[Dataset records]
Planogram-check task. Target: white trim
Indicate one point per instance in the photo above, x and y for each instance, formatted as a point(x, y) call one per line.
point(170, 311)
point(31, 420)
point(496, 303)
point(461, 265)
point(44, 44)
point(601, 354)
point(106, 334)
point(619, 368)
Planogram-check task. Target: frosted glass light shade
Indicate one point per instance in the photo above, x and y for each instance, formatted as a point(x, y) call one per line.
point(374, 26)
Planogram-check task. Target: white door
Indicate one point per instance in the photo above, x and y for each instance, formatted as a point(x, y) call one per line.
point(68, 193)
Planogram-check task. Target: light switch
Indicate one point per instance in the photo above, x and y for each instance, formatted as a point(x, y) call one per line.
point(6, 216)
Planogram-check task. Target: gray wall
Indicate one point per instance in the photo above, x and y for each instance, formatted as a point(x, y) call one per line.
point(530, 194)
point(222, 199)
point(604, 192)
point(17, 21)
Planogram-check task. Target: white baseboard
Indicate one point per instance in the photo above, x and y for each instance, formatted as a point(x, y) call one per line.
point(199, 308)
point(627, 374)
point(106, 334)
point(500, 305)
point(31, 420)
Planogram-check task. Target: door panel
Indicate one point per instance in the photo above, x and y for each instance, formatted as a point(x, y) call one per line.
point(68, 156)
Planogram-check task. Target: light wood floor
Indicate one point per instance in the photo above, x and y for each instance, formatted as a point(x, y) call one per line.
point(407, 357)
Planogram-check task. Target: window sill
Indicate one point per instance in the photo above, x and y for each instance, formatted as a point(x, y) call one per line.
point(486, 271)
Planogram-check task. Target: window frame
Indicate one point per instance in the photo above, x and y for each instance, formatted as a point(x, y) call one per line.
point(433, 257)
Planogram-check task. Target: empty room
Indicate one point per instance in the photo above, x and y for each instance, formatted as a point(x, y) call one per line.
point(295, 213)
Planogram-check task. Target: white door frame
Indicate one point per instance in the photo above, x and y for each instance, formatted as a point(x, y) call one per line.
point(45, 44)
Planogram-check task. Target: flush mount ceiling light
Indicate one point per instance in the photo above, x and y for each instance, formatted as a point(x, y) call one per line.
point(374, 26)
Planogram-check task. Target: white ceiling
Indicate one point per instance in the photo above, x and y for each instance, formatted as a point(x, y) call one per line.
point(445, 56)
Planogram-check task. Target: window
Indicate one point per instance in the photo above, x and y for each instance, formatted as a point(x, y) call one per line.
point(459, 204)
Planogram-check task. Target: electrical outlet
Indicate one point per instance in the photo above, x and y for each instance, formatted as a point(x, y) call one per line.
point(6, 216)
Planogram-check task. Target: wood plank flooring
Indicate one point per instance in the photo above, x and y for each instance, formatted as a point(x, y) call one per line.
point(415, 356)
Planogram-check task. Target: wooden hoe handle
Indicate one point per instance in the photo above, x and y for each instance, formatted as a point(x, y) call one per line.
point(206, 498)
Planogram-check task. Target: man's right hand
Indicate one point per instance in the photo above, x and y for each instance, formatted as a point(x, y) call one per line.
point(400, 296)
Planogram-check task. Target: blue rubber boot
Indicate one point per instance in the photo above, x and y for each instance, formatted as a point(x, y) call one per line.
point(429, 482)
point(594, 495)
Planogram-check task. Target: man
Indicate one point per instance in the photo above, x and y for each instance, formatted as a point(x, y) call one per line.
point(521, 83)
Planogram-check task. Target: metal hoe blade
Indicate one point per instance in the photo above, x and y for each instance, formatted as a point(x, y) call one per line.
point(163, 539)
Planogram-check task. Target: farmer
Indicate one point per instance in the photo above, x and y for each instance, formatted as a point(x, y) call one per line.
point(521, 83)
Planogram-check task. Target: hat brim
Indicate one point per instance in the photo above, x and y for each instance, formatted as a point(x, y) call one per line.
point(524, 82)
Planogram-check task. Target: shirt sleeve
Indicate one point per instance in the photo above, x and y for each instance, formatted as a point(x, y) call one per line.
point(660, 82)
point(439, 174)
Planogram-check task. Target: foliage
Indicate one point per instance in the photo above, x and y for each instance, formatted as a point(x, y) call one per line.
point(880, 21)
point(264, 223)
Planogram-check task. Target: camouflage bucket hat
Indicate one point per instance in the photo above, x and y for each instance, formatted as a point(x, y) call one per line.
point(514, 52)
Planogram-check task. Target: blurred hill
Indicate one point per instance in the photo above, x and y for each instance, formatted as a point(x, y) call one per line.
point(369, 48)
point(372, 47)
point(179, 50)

▶ WHAT IS REQUIRED
Repeat the records above exactly, leaving none out.

▶ REPLY
Planogram-check task. Target: white trim
Indicate one point per instance in the photo above, x and y for each instance, formatted as a point(x, y) call one per line.
point(170, 311)
point(31, 420)
point(496, 303)
point(461, 265)
point(44, 44)
point(601, 354)
point(106, 334)
point(619, 368)
Planogram-check task. Target: frosted glass light shade
Indicate one point per instance in the photo above, x and y for each instance, formatted as a point(x, y) call one per line.
point(374, 26)
Planogram-check task. Target: white door
Indicate one point per instance in the photo above, x and y for each instance, formatted as a point(x, y) call one per line.
point(68, 193)
Planogram-check task. Target: light switch
Indicate one point per instance in the photo above, x and y for each instance, formatted as a point(x, y) call one per line.
point(6, 216)
Planogram-check task. Target: gray wall
Indicate one point per instance in the photo above, x and y for each instance, formatted as a point(x, y) call one per line.
point(530, 194)
point(222, 199)
point(604, 192)
point(17, 21)
Planogram-check task. Target: white baseboard
Indicate one point per instance in the photo above, x and y for each instance, formatted as a point(x, y) call one per line.
point(199, 308)
point(627, 374)
point(106, 334)
point(500, 305)
point(31, 420)
Planogram-check task. Target: door panel
Indicate one point per instance in the photo above, x and y for each instance, formatted as a point(x, y) call one per line.
point(68, 156)
Planogram-check task. Target: light wood floor
Indicate one point per instance in the photo above, x and y for each instance, formatted as a point(x, y) call one per line.
point(407, 357)
Planogram-check task. Target: window sill
Indicate one point per instance in the photo above, x and y for each instance, formatted as a point(x, y) call one per line.
point(486, 271)
Planogram-check task. Target: window frame
Indicate one point per instance in the photo above, x and y for each instance, formatted as a point(x, y) call one per line.
point(433, 257)
Planogram-check task. Target: empty room
Indicate one point per instance in the photo above, x and y for each instance, formatted as a point(x, y) call one per line.
point(295, 213)
Planogram-check task. Target: white door frame
Indicate one point per instance in the photo above, x and y for each instance, formatted as a point(x, y) call one per line.
point(45, 44)
Planogram-check task. Target: flush mount ceiling light
Indicate one point per instance in the photo above, x and y for each instance, formatted as a point(x, y) call one per line.
point(374, 26)
Planogram-check task. Target: white ceiling
Indicate one point per instance in the photo above, x and y for each instance, formatted as a point(x, y) call one per line.
point(445, 56)
Planogram-check task. Target: window
Indicate one point per instance in the photo above, x and y for each instance, formatted as a point(x, y) call one per line.
point(459, 204)
Planogram-check task. Target: electrical outlet
Indicate one point per instance in the photo above, x and y for each instance, formatted as a point(x, y) call one per line.
point(6, 216)
Planogram-check task. Target: wood plank flooring
Indicate one point per instance in the photo above, x and y for each instance, formatted as a point(x, y) call one per line.
point(415, 356)
Planogram-check task. Target: wooden hoe handle
Indicate one point per instance in the photo above, x and y for each instance, formatted as a point(x, y) call one per line.
point(206, 498)
Planogram-check task. Target: man's right hand
Indicate one point per instance in the photo above, x and y for each instance, formatted as a point(x, y) call one per line.
point(400, 296)
Planogram-check task. Target: blue rubber boot
Indicate one point per instance in the photo above, x and y for each instance, formatted as a point(x, y) call one per line.
point(429, 482)
point(594, 495)
Planogram-check task. Target: man
Indicate one point per instance in the photo above, x and y for each instance, formatted as a point(x, y) call one per line.
point(521, 83)
Planogram-check task. Target: metal hoe blade
Indicate one point per instance in the photo above, x and y for each instance, formatted as a point(x, y) call one per line.
point(163, 539)
Planogram-check task. Target: farmer
Indicate one point per instance in the photo above, x and y for each instance, formatted as a point(x, y) call one per line.
point(521, 83)
Planogram-check task. Target: hat brim
Indicate one point per instance in the photo above, x and y for each instance, formatted as a point(x, y) call one per line.
point(524, 82)
Planogram-check task. Target: shirt sleeve
Indicate one point per instance in the photo above, x and y for each instance, formatted as a point(x, y) call one per line.
point(660, 82)
point(439, 174)
Planogram-check task. Target: foliage
Indicate one point per instance in the photo above, x and y for each instance, formatted as a point(x, y) call one per line.
point(880, 21)
point(264, 223)
Planogram-check task. Target: camouflage bucket hat
Indicate one point per instance in the photo above, x and y for each instance, formatted as a point(x, y) call one per line.
point(514, 52)
Planogram-check task. Target: blurred hill
Indicate one point per instance in the photo above, x and y for each instance, formatted as a point(x, y) call one per line.
point(369, 48)
point(372, 47)
point(179, 50)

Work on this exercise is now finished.